◆ **Listing**
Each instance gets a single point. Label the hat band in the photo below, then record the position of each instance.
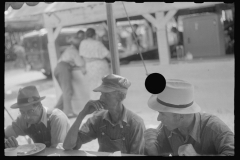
(27, 100)
(173, 105)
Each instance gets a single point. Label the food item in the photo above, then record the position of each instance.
(26, 149)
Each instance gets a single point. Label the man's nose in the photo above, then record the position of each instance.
(159, 117)
(26, 116)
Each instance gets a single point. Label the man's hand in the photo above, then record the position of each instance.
(187, 150)
(10, 142)
(150, 136)
(84, 71)
(92, 106)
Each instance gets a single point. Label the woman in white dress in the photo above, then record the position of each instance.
(81, 93)
(97, 58)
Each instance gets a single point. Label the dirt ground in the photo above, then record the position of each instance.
(214, 90)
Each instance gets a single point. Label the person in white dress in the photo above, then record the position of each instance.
(80, 92)
(97, 58)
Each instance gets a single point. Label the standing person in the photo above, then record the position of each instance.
(21, 55)
(43, 125)
(183, 129)
(95, 55)
(69, 60)
(115, 127)
(136, 37)
(81, 92)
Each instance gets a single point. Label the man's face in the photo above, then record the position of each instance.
(110, 99)
(170, 120)
(31, 114)
(80, 36)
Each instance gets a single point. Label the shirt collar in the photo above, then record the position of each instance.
(194, 131)
(124, 116)
(43, 118)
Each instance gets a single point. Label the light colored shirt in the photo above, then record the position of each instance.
(208, 136)
(90, 48)
(71, 56)
(59, 126)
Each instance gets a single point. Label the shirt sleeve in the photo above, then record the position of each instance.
(17, 128)
(224, 143)
(59, 127)
(137, 138)
(223, 138)
(87, 132)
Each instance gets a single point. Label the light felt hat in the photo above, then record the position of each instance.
(27, 96)
(177, 97)
(112, 83)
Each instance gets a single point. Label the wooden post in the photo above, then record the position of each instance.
(52, 52)
(163, 48)
(112, 39)
(53, 59)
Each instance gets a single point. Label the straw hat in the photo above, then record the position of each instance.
(112, 83)
(177, 97)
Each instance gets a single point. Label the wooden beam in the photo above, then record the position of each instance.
(98, 13)
(52, 56)
(151, 19)
(56, 32)
(163, 47)
(112, 39)
(168, 16)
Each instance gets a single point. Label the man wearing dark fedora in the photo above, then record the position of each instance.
(41, 124)
(115, 127)
(184, 130)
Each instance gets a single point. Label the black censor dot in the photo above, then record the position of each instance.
(155, 83)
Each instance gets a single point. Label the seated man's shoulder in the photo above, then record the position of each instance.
(56, 113)
(99, 115)
(214, 123)
(133, 117)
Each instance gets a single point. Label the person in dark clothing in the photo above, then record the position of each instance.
(42, 125)
(115, 127)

◆ **Directions for this task**
Repeat every record above exactly, but leave out any pictures.

◆ **Solution to this task**
Each instance gets a single point. Label the hat band in the photo below, then record the position of each instance.
(27, 100)
(173, 105)
Each instance gets a single point. Label the food item in the photo above, then record the position of each instance.
(26, 149)
Each instance gets a single point. Label the man's nose in the photo above, then record the position of each instance.
(159, 117)
(26, 116)
Each instance gets a single point. Label the man's hand in the photo above, then record the position of each instance.
(187, 150)
(10, 142)
(150, 136)
(84, 71)
(92, 106)
Each instance gets a single point. Label the woman in white dress in the photo above, then record the position of each instance.
(81, 93)
(97, 58)
Each instance gets a single point. Label the dirt ground in the photo above, then record the position of each instance.
(214, 90)
Each instance gets a single point. Label the person in white dress in the photo above, then record the position of each instance.
(80, 92)
(97, 58)
Each instance gets a single point. Label the standing person in the photo above, then record the position of each instance.
(21, 55)
(43, 125)
(183, 129)
(95, 55)
(69, 60)
(115, 127)
(136, 37)
(81, 92)
Each instance gets a single point. Label the man's face in the photo above, then record the position of each instance.
(110, 99)
(170, 120)
(31, 114)
(80, 36)
Each instance gets a single point. Label the shirt collar in the photo above, then record the position of each instance.
(194, 131)
(124, 116)
(43, 118)
Each instance gets a single point. Label the light colored shirt in the photo above, then record the position of each instance.
(208, 136)
(90, 48)
(71, 56)
(59, 126)
Each instance gets a single point. Label the shirt sleeve in the photo above, then record the position of each instance.
(17, 128)
(224, 143)
(59, 127)
(137, 138)
(223, 138)
(87, 132)
Each instance gets a single point. Label the light felt hat in the photo above, then record the position of each instance.
(27, 96)
(177, 97)
(112, 83)
Each instance gets a single point. Label the wooden post in the photo above, then record the position of each instance.
(52, 52)
(163, 48)
(112, 39)
(53, 59)
Each instance gets a single point. Label the straw hat in the photo above, then record the position of each instance.
(112, 83)
(177, 97)
Each instance gets a single point. Label the wooden beam in the photo above, then record the position of each instance.
(98, 13)
(52, 56)
(151, 19)
(56, 32)
(163, 47)
(112, 39)
(168, 16)
Each instance gets a single point. Label the man wearing dark fedora in the photo above, then record the position of each instance.
(41, 124)
(115, 127)
(184, 130)
Each instance gets a single point. Label the black censor dot in the photo above, then record the position of each instance.
(155, 83)
Each instance gets a single point. Label the seated man's shoulder in the photo above, then record the position of each instance.
(56, 113)
(99, 115)
(214, 123)
(133, 117)
Each instance gets a single point. Label the person in dark clothing in the photo above, then record the position of each instance.
(42, 125)
(115, 127)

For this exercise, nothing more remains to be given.